A ‘needlestick’ injury occurs when a person’s skin is punctured by a needle or other sharp object. Healthcare professionals live in fear of them in view of the risk of potential exposure to blood-borne viruses, the most common being Hepatitis B, Hepatitis C and Human Immunodeficiency Virus (HIV).
However, it is rare that such injury is caused and so the basis for most needlestick claims is alleged psychological distress arising out of a concern surrounding possible infection.
Difficulties defending such claims
Despite the relatively low risk of serious injury, needlestick claims are notoriously difficult to defend because the circumstances in which they occur are often preventable and, as such, these claims can be the source of much frustration for claims handlers.
Discarded sharps can be easily concealed in linen or refuse bags and cause injury to those who encounter them unexpectedly. Most incidents occur when a needle has been used in clinical treatment and has been disposed of inadequately.
Failure to dispose of a needle safely gives rise to a foreseeable risk of injury with the likely consequence that the trust (who will be held vicariously liable for the negligent act or omission of any employee) will be found to be negligent and in breach of its statutory duty under Section 2 of the Occupier’s Liability Act 1957 and Regulation 9 (iii) of the Workplace (Health, Safety and Welfare Regulations) 1992.

* Exercise *
From the text on needlestick injury claims, reproduce everything from "Difficulties defending such" down to "disposed of inadequately." word for word.

* Data shown *
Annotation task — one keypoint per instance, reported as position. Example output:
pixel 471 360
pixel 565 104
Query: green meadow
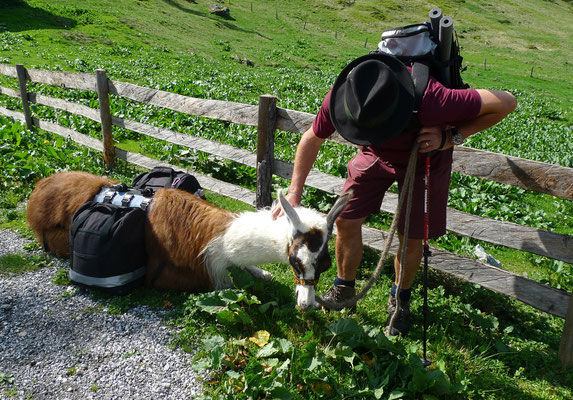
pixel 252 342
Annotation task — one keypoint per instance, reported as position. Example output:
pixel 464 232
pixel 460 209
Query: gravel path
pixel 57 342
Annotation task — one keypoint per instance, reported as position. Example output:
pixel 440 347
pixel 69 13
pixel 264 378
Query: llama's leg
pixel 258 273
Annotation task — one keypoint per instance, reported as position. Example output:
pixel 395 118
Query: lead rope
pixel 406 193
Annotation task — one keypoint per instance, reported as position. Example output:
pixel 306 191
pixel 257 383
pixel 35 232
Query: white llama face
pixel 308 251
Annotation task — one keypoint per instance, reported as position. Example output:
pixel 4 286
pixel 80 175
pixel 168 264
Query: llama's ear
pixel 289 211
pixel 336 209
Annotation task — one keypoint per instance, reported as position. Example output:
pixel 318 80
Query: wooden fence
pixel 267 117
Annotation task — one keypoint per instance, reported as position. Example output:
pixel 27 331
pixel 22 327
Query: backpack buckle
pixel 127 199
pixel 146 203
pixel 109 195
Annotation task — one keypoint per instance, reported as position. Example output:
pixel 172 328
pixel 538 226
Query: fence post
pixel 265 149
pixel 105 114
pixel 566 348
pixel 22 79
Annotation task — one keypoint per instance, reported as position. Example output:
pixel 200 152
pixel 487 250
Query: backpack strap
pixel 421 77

==

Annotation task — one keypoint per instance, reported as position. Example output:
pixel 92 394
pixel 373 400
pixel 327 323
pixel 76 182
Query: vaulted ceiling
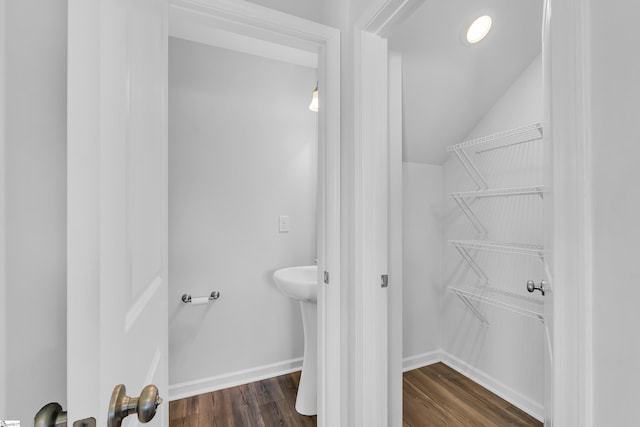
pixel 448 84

* Answer box *
Difficulties defending such claims
Despite the relatively low risk of serious injury, needlestick claims are notoriously difficult to defend because the circumstances in which they occur are often preventable and, as such, these claims can be the source of much frustration for claims handlers.
Discarded sharps can be easily concealed in linen or refuse bags and cause injury to those who encounter them unexpectedly. Most incidents occur when a needle has been used in clinical treatment and has been disposed of inadequately.